** START EXCERPT TO READ **
If someone made a list of my skills, right at the top would be the one that makes me a favorite in the aged 3-10 crowd: advanced pretending.
I can pretend my way out of almost any situation, from hard core trauma to election results to the price of hair highlights.
Are you charging me the price of a roundtrip ticket to Paris every 6 weeks to color my roots? Sure! No problem! You have to spend money to make money right? Except maybe not at the hair salon.. Or maybe yes. If my hair looks good, I feel better and therefore can make more $$. True or false? Common Sense? Advanced Calculus? My friend would accuse me of participating in “Girl Math,” as in, those price-of-a-small-country glitter cowboy boots I bought in Austin that I swear weren’t an extravagant impromptu purchase, but an investment in my future as a glitter cowgirl, should I ever decide to become one. And if I’m still wearing them at 80, they actually only cost me $5 a month, so they were actually a bargain.
The biggest problem is no matter how perfect my blonde shimmering color is for the following two weeks after a hair salon visit, it doesn’t change the fact that my overall hairstyle is “I stuck my finger in an electric socket” most days and therefore the color is lost in the frizz. So why bother getting my hair done regularly for the price of a small car–is this part of my pretending to be a Rockefeller heir? Or a necessary expense?
Some killjoys might call it denial about what is actually in my bank accounts, but then again their hair looks like their hairdresser is my cat.
For that matter, my hair also looks like it was styled by my cat. And speaking of Princess Cream Puff, she’d actually make an amazing hairdresser. Can you imagine getting shampooed by her spectacular paws?
Sometimes I wonder what it would be like to have paws like that, but of course I don’t put on a pair of fluffy mittens and pretend… (or do I?)
** END EXCERPT TO READ **
** START RECORDS SHOWN **
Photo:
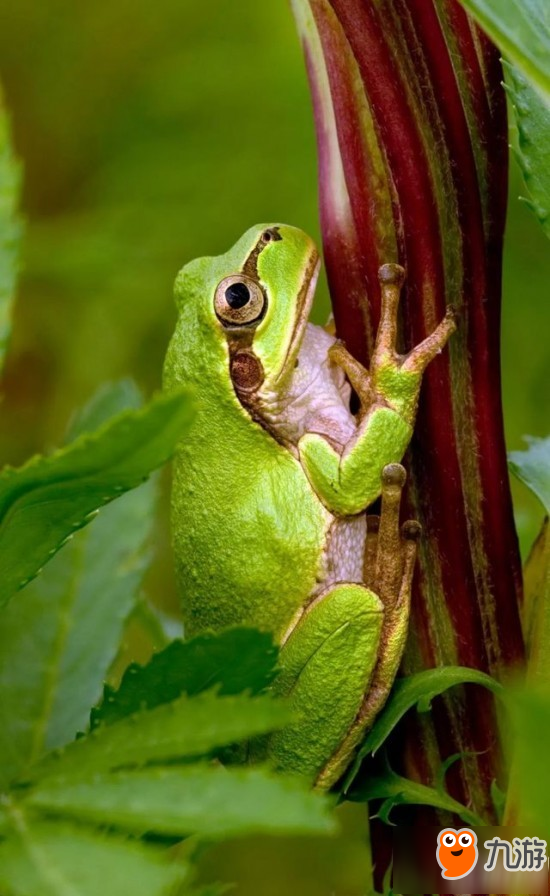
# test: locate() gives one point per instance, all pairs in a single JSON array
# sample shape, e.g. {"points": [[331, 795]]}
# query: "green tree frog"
{"points": [[272, 486]]}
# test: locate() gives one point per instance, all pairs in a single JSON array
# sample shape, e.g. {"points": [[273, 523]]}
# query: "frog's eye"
{"points": [[239, 301]]}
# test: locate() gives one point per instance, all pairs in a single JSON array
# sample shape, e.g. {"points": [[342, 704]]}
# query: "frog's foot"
{"points": [[390, 555], [397, 377], [357, 375]]}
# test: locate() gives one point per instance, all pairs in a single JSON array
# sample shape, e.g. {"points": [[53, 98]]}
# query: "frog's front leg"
{"points": [[340, 658], [349, 481]]}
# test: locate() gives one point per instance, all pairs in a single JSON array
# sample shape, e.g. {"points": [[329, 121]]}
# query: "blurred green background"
{"points": [[150, 134]]}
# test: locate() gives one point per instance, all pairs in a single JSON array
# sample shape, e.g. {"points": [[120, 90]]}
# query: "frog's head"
{"points": [[256, 300]]}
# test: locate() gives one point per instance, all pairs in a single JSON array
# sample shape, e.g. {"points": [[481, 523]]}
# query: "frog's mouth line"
{"points": [[303, 307]]}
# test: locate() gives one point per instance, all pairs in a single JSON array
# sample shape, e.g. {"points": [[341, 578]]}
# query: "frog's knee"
{"points": [[327, 664]]}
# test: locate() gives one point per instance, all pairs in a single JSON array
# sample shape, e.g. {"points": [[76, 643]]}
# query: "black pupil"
{"points": [[237, 295]]}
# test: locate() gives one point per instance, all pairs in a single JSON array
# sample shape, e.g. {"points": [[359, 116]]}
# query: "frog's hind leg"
{"points": [[390, 554], [327, 663]]}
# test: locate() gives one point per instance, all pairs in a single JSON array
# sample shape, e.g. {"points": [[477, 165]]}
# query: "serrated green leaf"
{"points": [[521, 28], [206, 800], [532, 116], [420, 689], [59, 638], [109, 400], [499, 801], [47, 500], [532, 467], [236, 660], [10, 227], [190, 727], [398, 791], [42, 858]]}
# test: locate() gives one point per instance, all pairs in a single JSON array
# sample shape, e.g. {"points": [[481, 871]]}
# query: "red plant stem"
{"points": [[412, 140]]}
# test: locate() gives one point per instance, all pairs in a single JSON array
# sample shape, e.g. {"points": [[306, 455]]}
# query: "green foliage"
{"points": [[186, 728], [51, 671], [69, 819], [532, 467], [44, 502], [10, 227], [190, 667], [418, 689], [532, 117], [207, 800], [521, 28], [46, 858], [394, 790], [149, 773]]}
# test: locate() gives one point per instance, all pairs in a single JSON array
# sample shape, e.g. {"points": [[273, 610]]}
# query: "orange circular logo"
{"points": [[456, 852]]}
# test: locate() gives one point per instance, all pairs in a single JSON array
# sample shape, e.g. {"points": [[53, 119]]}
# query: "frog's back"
{"points": [[248, 531]]}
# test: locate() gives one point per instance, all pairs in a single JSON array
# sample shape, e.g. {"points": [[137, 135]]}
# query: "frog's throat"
{"points": [[304, 302]]}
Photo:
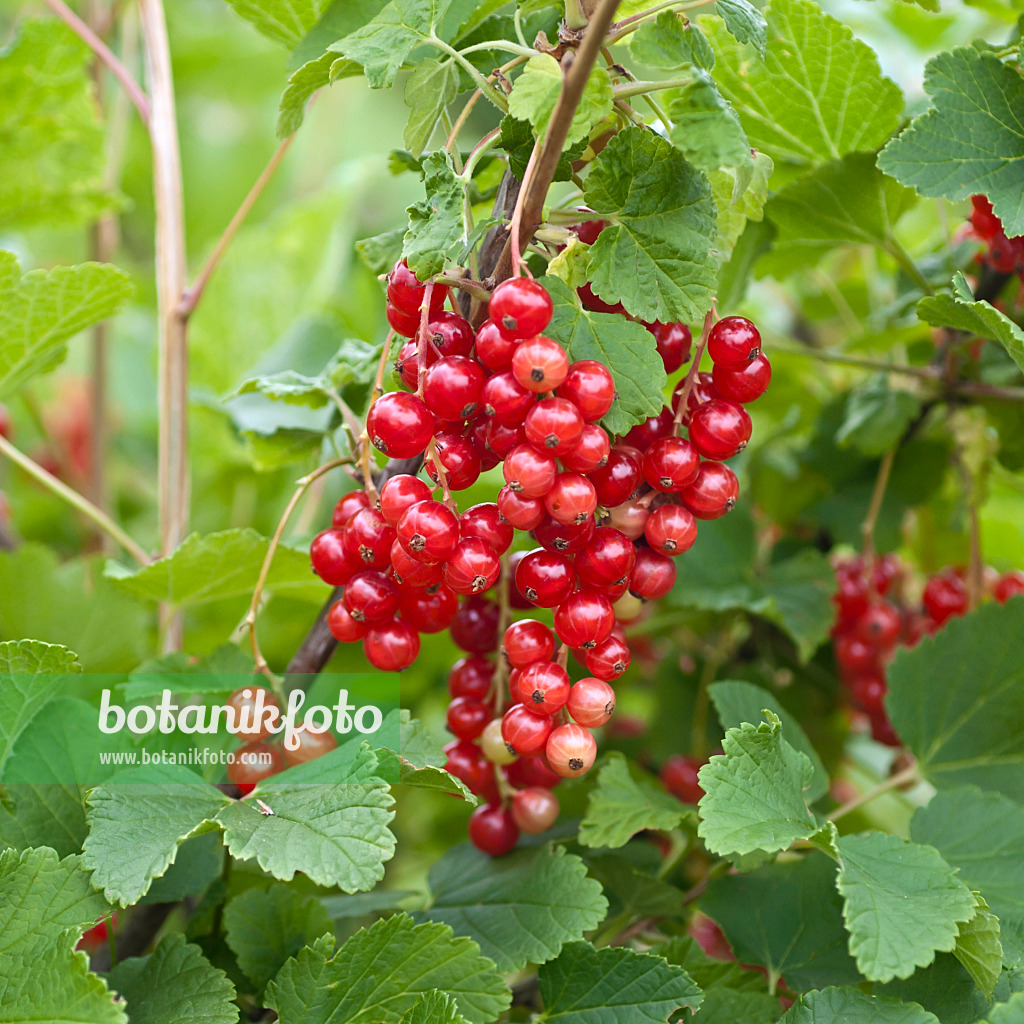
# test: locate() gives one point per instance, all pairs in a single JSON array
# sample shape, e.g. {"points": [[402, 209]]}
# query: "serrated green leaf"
{"points": [[655, 255], [737, 701], [42, 310], [845, 202], [816, 95], [175, 983], [972, 140], [265, 928], [902, 903], [409, 961], [956, 700], [877, 417], [982, 835], [979, 318], [754, 793], [850, 1006], [137, 820], [628, 348], [706, 129], [621, 805], [537, 90], [521, 908], [210, 567], [612, 986], [670, 43]]}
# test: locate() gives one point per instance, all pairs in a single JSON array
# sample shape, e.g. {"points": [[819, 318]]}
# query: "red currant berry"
{"points": [[733, 342], [671, 529], [591, 702], [399, 425], [535, 810], [545, 578], [527, 641], [652, 577], [713, 493], [524, 731], [609, 659], [493, 830], [720, 429], [670, 464], [392, 646], [520, 307], [743, 385], [570, 750], [554, 425]]}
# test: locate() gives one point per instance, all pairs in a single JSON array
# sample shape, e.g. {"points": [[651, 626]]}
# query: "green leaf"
** END RECORDS SHOWN **
[WRITTEN TASK 1]
In the essay on pretending, why does the narrator claim the glitter cowboy boots bought in Austin were actually a bargain?
[WRITTEN TASK 2]
Identify every line of the records that contains the string "green", paying attention to case.

[CORRECT RESPONSE 1]
The narrator reasons that if they are still being worn at 80, the boots will have cost only $5 a month. Spread out that way, the price counts as a bargain.

[CORRECT RESPONSE 2]
# query: "green tree frog"
# query: "blurred green background"
# query: "serrated green leaf"
# query: "green foliage"
# query: "serrated green leaf"
# query: "green leaf"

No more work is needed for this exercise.